(Complete the following)
- A) In the news excerpt on the Paris attacks and the Belgian plot, how many people did the three Paris attackers kill?
- B) According to the news excerpt on the Paris attacks and the Belgian plot, why are the two cases said to have numerous parallels even though officials see no direct link between them?
- C) Extend the news excerpt on the Paris attacks and the Belgian plot, picking up after its final sentence.

Officials don’t believe there is a direct link between last week’s attacks in Paris and a foiled plot this week in Belgium. Yet the parallels are numerous. Both involved people known or suspected of close ties to radical Islam. Both groups had acquired battlefield-caliber weapons that gave them enormous kill power.

Here is a glance at what is known about the three men who killed 17 people in Paris last week and the terrorist plot that Belgian authorities announced they foiled on Thursday night.


In France, the attackers — all subsequently killed by police — were native-born French citizens of North African and African origin. One, Amedy Coulibaly, had a lengthy criminal record including three convictions for armed robbery. He and another Paris attacker, Cherif Kouachi, had prior convictions for conspiracies that involved fellow Islamic militants.

In Belgium, authorities gave few details Friday about the 13 people reported detained in that country’s terror plot investigation. Most of the detainees were said to be Belgian nationals, while two terror suspects killed in a shootout with police in the town of Verviers had yet to be conclusively identified. Two Belgians living in France were also arrested.

(Data records)
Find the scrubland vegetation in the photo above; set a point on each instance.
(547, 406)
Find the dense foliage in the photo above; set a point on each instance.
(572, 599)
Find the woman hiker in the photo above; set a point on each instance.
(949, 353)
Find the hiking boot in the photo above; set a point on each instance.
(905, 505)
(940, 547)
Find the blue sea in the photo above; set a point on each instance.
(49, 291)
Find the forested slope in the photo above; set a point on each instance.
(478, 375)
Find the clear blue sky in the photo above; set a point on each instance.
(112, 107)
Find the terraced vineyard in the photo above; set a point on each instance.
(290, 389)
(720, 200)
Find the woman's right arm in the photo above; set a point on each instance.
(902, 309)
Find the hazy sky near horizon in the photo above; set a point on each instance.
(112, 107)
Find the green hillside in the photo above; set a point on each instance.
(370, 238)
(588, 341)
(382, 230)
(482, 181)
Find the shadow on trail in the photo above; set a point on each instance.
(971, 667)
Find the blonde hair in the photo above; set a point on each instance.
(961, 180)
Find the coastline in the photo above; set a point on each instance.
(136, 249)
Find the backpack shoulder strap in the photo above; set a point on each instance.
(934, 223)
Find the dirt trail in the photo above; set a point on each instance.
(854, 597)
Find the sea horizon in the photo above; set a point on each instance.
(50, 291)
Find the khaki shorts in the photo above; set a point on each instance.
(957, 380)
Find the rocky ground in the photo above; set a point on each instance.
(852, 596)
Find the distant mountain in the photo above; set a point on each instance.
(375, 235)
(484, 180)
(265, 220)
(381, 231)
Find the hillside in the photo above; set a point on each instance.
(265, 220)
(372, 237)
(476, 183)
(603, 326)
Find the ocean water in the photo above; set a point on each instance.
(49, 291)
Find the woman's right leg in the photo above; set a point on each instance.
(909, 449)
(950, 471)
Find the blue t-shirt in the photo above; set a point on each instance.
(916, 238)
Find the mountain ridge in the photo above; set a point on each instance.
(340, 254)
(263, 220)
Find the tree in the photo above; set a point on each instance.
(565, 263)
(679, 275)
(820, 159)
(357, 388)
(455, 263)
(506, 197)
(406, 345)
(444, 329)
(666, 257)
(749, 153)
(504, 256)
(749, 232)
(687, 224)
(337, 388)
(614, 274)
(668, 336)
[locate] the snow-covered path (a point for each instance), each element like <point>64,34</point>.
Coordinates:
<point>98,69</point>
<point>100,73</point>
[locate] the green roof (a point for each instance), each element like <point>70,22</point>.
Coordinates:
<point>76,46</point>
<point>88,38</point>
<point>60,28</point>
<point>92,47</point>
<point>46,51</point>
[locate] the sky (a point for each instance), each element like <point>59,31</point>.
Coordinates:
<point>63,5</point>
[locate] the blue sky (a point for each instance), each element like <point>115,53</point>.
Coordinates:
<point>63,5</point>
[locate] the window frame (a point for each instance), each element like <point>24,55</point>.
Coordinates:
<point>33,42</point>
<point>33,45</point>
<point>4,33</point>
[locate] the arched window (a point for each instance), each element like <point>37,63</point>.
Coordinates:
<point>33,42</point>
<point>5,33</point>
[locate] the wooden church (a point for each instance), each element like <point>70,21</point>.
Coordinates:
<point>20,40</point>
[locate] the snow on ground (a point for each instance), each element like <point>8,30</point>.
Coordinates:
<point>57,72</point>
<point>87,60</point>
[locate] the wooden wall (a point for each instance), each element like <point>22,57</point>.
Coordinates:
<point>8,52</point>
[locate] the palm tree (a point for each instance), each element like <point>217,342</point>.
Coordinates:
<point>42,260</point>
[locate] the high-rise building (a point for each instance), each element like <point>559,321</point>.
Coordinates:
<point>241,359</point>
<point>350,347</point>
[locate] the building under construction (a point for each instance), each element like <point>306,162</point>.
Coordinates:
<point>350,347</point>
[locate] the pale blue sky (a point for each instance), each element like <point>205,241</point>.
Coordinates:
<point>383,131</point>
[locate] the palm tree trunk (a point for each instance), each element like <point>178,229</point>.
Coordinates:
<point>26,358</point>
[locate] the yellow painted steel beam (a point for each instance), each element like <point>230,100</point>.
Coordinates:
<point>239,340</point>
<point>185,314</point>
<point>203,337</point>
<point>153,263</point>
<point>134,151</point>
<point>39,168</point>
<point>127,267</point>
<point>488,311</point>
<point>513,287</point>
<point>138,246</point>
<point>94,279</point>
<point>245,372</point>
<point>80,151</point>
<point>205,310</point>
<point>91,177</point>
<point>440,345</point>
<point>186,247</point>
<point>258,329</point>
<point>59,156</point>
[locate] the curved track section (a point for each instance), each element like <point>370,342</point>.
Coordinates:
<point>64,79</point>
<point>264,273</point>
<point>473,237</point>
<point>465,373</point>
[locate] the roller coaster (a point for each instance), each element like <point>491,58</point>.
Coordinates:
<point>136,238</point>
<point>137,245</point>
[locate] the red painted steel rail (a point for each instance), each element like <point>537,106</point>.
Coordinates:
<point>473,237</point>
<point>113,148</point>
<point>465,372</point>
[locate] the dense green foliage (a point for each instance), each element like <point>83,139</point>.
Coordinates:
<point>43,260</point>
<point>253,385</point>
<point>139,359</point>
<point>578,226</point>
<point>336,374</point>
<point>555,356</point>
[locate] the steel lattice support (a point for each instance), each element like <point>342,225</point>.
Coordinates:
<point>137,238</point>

(Your written answers)
- A) They killed 17 people.

- B) Both cases involved people known or suspected of close ties to radical Islam. Both groups had also acquired battlefield-caliber weapons that gave them enormous kill power.

- C)
Cherif Kouachi is believed to have gone to train with Islamic radicals in Yemen in 2011, according to U.S. officials. He apparently used the ID of his older brother Said, which created confusion for a time about which of them had gone to Yemen.

In Belgium, some of the arrested suspects were identified by officials as returning radical Muslim combatants from Syria. There are believed to be some 150 returning “foreign fighters” now back on Belgian soil.


Coulibaly professed allegiance to the Islamic State and the Kouachi brothers to the rival al-Qaida in Yemen group. But they had known each other for a decade and their bond of friendship appeared to trump doctrinal differences.

Authorizes have not yet disclosed which organization, or organizations, the terror suspects in Belgium may have been affiliated with.


In France, the attackers struck at Charlie Hebdo, a publication known for printing cartoons disrespectful of organized religion, radical Islam and the Prophet Muhammad, as well as at a kosher supermarket, and Coulibaly killed an unarmed municipal policewoman.

In Belgium, authorities said the suspects were intending to go after hard targets symbolic of government power: police stations and police officers on patrol. Authorities said the attacks might have begun within hours.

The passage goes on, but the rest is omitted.